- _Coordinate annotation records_
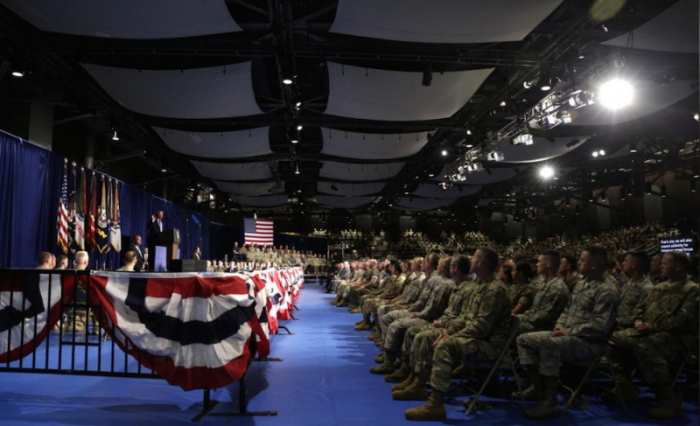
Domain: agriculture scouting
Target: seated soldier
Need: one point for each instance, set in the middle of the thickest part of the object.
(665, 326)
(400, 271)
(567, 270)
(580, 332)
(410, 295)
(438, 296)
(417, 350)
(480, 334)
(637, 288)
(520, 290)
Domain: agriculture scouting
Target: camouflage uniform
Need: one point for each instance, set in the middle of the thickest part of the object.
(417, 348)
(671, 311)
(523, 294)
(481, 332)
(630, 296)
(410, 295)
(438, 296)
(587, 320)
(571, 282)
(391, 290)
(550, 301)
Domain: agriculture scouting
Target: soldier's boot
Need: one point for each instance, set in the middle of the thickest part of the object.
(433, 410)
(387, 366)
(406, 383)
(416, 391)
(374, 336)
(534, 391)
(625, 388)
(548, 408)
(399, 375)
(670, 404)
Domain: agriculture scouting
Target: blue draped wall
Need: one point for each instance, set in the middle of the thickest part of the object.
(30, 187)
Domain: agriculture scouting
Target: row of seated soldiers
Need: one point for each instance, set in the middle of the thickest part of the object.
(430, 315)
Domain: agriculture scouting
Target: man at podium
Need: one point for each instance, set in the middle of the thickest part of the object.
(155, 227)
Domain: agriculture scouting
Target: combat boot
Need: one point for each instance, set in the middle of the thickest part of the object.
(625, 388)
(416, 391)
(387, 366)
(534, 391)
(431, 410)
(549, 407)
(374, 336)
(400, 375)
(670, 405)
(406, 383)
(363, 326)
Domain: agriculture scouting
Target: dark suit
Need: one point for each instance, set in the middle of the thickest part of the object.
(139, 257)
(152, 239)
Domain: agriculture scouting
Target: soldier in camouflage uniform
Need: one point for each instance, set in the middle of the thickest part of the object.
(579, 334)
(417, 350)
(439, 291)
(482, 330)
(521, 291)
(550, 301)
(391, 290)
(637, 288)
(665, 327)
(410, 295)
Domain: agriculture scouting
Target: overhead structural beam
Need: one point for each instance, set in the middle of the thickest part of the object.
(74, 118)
...
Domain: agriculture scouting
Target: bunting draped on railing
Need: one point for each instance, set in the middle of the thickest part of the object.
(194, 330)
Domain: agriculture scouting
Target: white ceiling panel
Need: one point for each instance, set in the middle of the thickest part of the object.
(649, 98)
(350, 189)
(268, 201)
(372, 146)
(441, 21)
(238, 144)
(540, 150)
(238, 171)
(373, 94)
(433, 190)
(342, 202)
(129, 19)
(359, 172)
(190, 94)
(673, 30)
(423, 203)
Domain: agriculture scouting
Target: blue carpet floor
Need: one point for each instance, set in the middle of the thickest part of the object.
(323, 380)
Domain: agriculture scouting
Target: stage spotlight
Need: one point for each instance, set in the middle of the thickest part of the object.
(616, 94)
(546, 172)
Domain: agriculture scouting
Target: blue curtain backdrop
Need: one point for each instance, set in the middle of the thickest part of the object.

- _EXERCISE DETAILS_
Filter the rows above, keeping only the lines that contain the string "draped". Matching is case-sensitive.

- _RESPONSE FOR THIS EXERCISE_
Target: blue draped wall
Target: bunting draped on railing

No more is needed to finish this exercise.